WHAT YOU WILL DO: Rewrite these records with every "locate" swapped for "find", leaving everything else the same.

THE INPUT:
— BEGIN —

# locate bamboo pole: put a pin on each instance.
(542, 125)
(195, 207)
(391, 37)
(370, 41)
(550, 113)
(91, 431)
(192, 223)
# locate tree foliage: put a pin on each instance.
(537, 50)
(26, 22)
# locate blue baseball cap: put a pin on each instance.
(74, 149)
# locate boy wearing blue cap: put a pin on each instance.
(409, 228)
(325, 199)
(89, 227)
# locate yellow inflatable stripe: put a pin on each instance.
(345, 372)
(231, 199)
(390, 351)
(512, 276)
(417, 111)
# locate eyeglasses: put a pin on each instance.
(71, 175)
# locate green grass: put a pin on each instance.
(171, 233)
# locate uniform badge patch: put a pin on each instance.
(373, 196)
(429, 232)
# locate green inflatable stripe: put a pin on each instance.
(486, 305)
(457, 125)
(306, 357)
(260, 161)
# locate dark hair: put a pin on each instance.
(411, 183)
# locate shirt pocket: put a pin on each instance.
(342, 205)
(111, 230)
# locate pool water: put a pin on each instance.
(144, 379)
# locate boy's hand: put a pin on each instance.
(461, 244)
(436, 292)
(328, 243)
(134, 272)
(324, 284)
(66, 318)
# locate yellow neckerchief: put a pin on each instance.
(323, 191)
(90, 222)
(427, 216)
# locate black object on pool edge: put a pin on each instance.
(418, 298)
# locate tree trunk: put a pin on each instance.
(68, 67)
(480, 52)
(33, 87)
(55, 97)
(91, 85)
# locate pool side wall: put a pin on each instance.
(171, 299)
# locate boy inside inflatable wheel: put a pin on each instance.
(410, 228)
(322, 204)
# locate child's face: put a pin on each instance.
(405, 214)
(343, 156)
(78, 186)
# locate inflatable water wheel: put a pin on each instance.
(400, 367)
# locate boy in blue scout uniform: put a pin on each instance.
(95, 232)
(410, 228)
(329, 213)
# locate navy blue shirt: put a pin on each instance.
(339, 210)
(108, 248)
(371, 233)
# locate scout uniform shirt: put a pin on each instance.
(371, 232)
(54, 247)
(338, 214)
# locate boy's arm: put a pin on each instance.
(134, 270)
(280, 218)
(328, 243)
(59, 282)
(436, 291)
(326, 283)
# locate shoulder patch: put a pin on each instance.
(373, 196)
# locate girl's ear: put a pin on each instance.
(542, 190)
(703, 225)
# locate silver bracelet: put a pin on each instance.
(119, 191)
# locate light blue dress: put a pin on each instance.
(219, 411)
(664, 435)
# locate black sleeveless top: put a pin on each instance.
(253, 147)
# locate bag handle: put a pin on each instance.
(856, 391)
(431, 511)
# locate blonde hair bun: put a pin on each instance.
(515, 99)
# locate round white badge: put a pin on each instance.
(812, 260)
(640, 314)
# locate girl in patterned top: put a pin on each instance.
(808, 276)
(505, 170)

— END —

EXERCISE RESULT:
# find bamboo pole: put a pin on each instance.
(542, 125)
(195, 207)
(391, 37)
(370, 41)
(550, 113)
(91, 431)
(192, 223)
# find tree foliage: put a pin on each instance.
(537, 50)
(26, 22)
# find blue baseball cap: put a pin on each instance.
(74, 149)
# find boy wearing blue cap: put a pin on each instance.
(409, 228)
(325, 199)
(89, 227)
# find yellow inflatable stripe: put a pin on each instance.
(345, 372)
(231, 199)
(390, 351)
(512, 276)
(417, 111)
# find eyeglasses: put a pin on each instance.
(71, 175)
# find green grass: put a pin on each instance.
(171, 233)
# find uniform badge patch: put a pin on each instance.
(373, 196)
(429, 232)
# find green inflatable stripe: put a pin on each instance.
(486, 305)
(457, 125)
(306, 357)
(260, 161)
# find dark hair: put a pin on each instance.
(411, 183)
# find shirt pocket: put a pin on each instance.
(342, 205)
(111, 230)
# find pool water: put a pin on each instance.
(144, 379)
# find boy's hand: put a pin on each instance.
(461, 244)
(436, 292)
(328, 243)
(134, 272)
(324, 284)
(66, 318)
# find yellow neckerchief: put a pin on each instance.
(323, 191)
(90, 222)
(427, 216)
# find black object on pool edge: put a pin on each instance.
(418, 298)
# find tree trunk: put a pin on each instance.
(68, 67)
(480, 52)
(33, 87)
(55, 97)
(91, 85)
# find pool side wall: put a pin on each instance.
(171, 299)
# find boy inside inflatable wheel: put a pin on each instance.
(410, 228)
(322, 204)
# find child's face: put a pin on each instance.
(405, 214)
(343, 156)
(78, 186)
# find inflatable water wheel: put a pin on each instance.
(400, 367)
# find boy in blue scout uniform: put a pin on each instance.
(95, 232)
(410, 228)
(329, 213)
# find navy blue shirt: put a pin on each instance.
(339, 210)
(108, 248)
(371, 233)
# find scout uniform shirt: put a pin on each instance.
(371, 232)
(54, 247)
(338, 214)
# find boy's arm: put a pin on each instance.
(134, 270)
(280, 218)
(328, 243)
(59, 282)
(436, 291)
(326, 283)
# find shoulder patch: put a pin on each instance.
(373, 196)
# find girl's ear: put a pin on each instance.
(542, 190)
(703, 225)
# find silver bracelet: put a pin on each instance.
(119, 191)
# find light blue dress: put a pin on each instance.
(219, 411)
(664, 435)
# find black sleeveless top: put a pin on each instance.
(253, 147)
# find bag handle: put a pin on each instance.
(856, 391)
(431, 511)
# find blonde hair bun: put a pin on each instance.
(515, 99)
# find round white badge: put a pin on each instance.
(812, 260)
(640, 314)
# find girl in patterned top: put a pin on each instance.
(808, 276)
(505, 170)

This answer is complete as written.